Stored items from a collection

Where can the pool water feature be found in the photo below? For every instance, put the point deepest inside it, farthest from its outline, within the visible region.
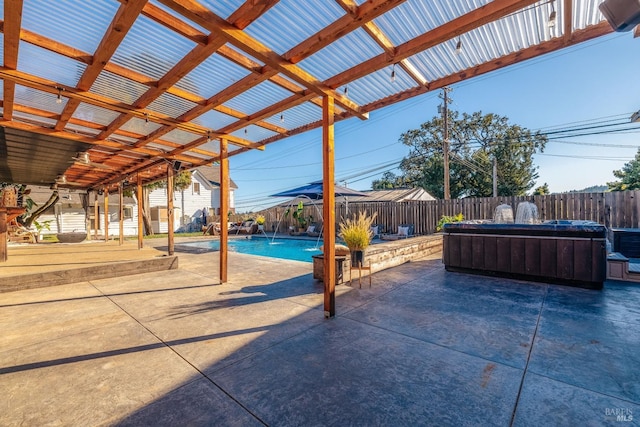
(293, 249)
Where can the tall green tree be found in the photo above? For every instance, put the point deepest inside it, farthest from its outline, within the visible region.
(474, 140)
(388, 181)
(542, 190)
(629, 176)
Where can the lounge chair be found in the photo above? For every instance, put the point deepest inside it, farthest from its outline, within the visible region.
(314, 230)
(404, 231)
(247, 227)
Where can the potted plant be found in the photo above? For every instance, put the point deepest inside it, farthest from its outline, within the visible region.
(357, 234)
(40, 226)
(260, 221)
(298, 215)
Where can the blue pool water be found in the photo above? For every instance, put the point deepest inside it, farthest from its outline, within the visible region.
(295, 249)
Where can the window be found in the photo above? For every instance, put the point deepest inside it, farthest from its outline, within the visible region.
(128, 212)
(92, 218)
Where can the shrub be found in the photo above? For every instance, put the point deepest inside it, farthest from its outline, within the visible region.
(356, 232)
(448, 220)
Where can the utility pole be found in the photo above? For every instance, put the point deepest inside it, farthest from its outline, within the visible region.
(445, 141)
(495, 176)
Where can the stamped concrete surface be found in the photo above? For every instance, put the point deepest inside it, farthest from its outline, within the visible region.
(420, 347)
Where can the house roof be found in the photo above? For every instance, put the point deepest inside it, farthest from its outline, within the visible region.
(140, 84)
(212, 174)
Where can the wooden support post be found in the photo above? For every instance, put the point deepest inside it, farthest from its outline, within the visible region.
(224, 209)
(3, 235)
(140, 213)
(328, 206)
(106, 215)
(170, 218)
(121, 214)
(96, 216)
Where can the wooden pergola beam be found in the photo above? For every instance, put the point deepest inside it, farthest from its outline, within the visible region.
(13, 17)
(120, 25)
(90, 140)
(91, 125)
(358, 17)
(383, 41)
(212, 22)
(463, 24)
(85, 58)
(568, 20)
(108, 103)
(577, 37)
(243, 16)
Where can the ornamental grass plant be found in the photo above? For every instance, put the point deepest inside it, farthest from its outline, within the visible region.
(356, 232)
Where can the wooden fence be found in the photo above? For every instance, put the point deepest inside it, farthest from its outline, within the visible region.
(619, 209)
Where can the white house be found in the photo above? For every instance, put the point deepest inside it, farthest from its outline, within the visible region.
(68, 214)
(192, 205)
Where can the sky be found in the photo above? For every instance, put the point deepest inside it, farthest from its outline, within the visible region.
(590, 84)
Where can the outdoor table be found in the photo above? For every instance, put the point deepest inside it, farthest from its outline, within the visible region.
(7, 214)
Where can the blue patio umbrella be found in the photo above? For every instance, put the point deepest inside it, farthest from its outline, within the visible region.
(314, 191)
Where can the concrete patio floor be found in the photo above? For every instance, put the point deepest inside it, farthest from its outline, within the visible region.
(421, 347)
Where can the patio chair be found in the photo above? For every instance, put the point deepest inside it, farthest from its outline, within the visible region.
(404, 231)
(19, 234)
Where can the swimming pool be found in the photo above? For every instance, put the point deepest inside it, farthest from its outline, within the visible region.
(294, 249)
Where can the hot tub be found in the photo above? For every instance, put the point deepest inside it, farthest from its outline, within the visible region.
(564, 253)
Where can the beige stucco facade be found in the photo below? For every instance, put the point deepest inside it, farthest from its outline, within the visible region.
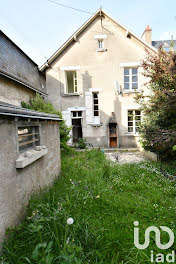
(14, 93)
(101, 72)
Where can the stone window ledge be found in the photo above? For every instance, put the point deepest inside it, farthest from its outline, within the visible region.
(101, 50)
(71, 94)
(30, 156)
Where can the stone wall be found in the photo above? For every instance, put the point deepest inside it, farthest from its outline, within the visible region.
(14, 93)
(17, 185)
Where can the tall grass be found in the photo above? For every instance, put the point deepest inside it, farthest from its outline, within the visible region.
(104, 200)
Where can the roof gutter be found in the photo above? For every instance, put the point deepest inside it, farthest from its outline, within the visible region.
(99, 12)
(8, 110)
(11, 77)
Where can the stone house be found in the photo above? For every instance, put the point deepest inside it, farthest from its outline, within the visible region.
(29, 140)
(93, 79)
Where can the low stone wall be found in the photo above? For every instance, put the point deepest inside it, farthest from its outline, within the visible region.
(17, 184)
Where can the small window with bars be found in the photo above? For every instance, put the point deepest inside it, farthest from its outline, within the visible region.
(134, 121)
(95, 104)
(28, 137)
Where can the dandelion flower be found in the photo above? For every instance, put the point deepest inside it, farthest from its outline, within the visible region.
(70, 221)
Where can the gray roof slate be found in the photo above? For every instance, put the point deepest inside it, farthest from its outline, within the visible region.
(16, 64)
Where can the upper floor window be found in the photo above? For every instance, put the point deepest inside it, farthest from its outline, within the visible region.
(28, 137)
(76, 114)
(130, 78)
(95, 104)
(134, 120)
(71, 82)
(100, 44)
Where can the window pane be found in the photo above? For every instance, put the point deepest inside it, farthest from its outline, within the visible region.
(130, 123)
(134, 86)
(134, 78)
(126, 85)
(95, 101)
(134, 70)
(130, 129)
(130, 118)
(137, 112)
(126, 71)
(96, 113)
(126, 78)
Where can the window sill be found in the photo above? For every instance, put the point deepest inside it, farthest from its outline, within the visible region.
(101, 50)
(132, 91)
(131, 135)
(29, 157)
(96, 125)
(70, 94)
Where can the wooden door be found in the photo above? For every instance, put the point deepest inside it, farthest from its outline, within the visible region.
(113, 135)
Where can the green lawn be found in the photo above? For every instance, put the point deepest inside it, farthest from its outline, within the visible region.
(104, 201)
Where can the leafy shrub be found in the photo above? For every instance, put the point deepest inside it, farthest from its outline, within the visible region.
(158, 130)
(38, 104)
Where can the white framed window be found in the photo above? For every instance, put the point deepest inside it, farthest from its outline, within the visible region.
(95, 105)
(100, 44)
(130, 78)
(134, 121)
(76, 114)
(71, 81)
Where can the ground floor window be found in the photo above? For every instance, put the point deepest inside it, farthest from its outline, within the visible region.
(95, 104)
(76, 125)
(134, 120)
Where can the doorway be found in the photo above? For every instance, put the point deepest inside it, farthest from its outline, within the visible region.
(113, 135)
(76, 125)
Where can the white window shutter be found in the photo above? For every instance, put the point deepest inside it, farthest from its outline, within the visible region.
(89, 107)
(117, 87)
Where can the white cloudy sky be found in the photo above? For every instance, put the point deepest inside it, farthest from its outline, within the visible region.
(39, 27)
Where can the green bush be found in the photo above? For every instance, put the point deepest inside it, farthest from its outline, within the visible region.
(158, 130)
(38, 104)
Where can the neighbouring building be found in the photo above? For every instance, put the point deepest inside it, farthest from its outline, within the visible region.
(29, 140)
(94, 77)
(20, 78)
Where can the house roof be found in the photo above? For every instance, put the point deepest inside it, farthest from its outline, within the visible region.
(17, 66)
(98, 13)
(164, 44)
(12, 110)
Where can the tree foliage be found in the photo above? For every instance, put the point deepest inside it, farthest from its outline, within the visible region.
(38, 104)
(158, 129)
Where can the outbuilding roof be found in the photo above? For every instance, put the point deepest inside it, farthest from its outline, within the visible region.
(98, 13)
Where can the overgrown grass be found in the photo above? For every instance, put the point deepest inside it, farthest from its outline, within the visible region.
(104, 201)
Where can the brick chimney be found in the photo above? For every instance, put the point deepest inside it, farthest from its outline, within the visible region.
(147, 35)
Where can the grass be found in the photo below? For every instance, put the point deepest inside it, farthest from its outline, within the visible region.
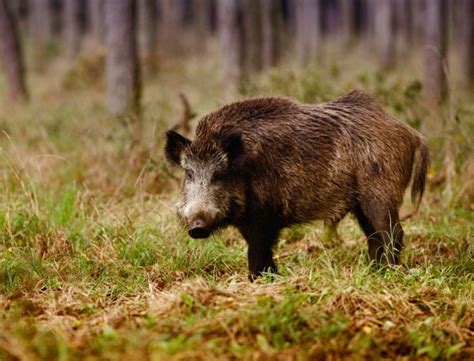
(93, 264)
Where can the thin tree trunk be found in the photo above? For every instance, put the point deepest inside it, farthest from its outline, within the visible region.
(41, 22)
(170, 23)
(252, 26)
(417, 18)
(402, 24)
(467, 43)
(202, 23)
(122, 72)
(347, 22)
(384, 34)
(308, 30)
(147, 29)
(10, 52)
(97, 20)
(434, 51)
(231, 39)
(72, 28)
(272, 23)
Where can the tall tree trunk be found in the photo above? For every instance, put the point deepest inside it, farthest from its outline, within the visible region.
(202, 23)
(347, 21)
(434, 51)
(147, 29)
(122, 72)
(96, 17)
(308, 30)
(231, 39)
(272, 23)
(402, 24)
(72, 28)
(169, 25)
(41, 23)
(10, 52)
(417, 9)
(467, 43)
(252, 26)
(384, 39)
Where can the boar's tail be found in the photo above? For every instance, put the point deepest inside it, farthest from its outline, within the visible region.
(420, 170)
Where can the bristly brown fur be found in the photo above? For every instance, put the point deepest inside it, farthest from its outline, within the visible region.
(304, 162)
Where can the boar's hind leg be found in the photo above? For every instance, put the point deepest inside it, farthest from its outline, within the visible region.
(260, 256)
(382, 227)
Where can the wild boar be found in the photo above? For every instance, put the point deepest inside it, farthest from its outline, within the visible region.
(268, 163)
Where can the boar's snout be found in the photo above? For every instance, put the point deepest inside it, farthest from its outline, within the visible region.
(199, 229)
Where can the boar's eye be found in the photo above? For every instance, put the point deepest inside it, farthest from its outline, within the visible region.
(217, 177)
(189, 175)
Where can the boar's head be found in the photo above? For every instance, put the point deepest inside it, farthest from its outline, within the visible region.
(213, 186)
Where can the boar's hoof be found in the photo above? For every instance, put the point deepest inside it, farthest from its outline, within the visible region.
(199, 230)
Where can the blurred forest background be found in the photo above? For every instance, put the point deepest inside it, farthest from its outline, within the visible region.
(115, 48)
(93, 263)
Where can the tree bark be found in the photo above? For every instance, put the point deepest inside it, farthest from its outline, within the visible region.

▶ **Given request**: Find the line that contains "Where can the boar's hind" in the listing above. Retype it and every line after it up to the last, exactly, and nothing else.

▶ **Full response**:
Where can the boar's hind leg be found in the photo above? For every instance, put the point deepest inside it, farthest from its outline, within the visible region.
(260, 256)
(382, 227)
Where can the wild boar be found in the photo above? For every instance, put the point deepest inside it, farthest from its outline, within the visible region.
(268, 163)
Where can the boar's snout be found in the photo above? For every instance, put the point deepest inside it, farthest from its outline, within the visible region.
(199, 229)
Where can the boar's eye be found in the photo above? For every instance, put the point deepest inside it, farthest from its outline, within the visible region.
(217, 177)
(189, 175)
Where can the boar's head be found in the photo above? For every instance, put the point deepest inside it, farthest from its outline, within the visible region.
(213, 186)
Where can the boar's hoof be found in the photo above? For every instance, put the point deepest inside it, farthest from its outline, within the visible region.
(199, 230)
Where can the blurred forest background be found in the photo above? For every instance, put the point deepest inside it, farthest from its outline, within the visible region.
(115, 48)
(93, 263)
Where can the tree bark be found in the photo above? For every instance, put the point deepest inside it, farthest from its outline, within the visible region.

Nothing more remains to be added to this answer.